Count the lines in the data below that contain the string "jack", treating uppercase and lowercase letters as different, and reply with only the number.

——

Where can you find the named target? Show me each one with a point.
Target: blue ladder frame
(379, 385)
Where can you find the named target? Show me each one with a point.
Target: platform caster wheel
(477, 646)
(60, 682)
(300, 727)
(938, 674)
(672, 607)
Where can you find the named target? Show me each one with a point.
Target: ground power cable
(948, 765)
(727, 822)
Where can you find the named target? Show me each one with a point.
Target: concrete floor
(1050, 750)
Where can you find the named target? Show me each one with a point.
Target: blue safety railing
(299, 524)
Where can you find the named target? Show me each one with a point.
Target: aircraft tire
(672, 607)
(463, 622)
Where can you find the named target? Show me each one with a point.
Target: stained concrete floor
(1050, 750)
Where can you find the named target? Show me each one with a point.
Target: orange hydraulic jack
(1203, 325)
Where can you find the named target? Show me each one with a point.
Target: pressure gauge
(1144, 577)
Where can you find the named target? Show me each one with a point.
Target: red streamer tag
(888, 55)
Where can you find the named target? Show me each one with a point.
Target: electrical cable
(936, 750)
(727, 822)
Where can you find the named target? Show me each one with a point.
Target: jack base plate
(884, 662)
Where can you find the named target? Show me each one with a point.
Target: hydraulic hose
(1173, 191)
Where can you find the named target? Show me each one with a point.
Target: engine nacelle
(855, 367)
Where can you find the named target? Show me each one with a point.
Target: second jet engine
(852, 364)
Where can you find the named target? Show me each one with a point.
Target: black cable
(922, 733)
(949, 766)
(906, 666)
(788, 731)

——

**Answer**
2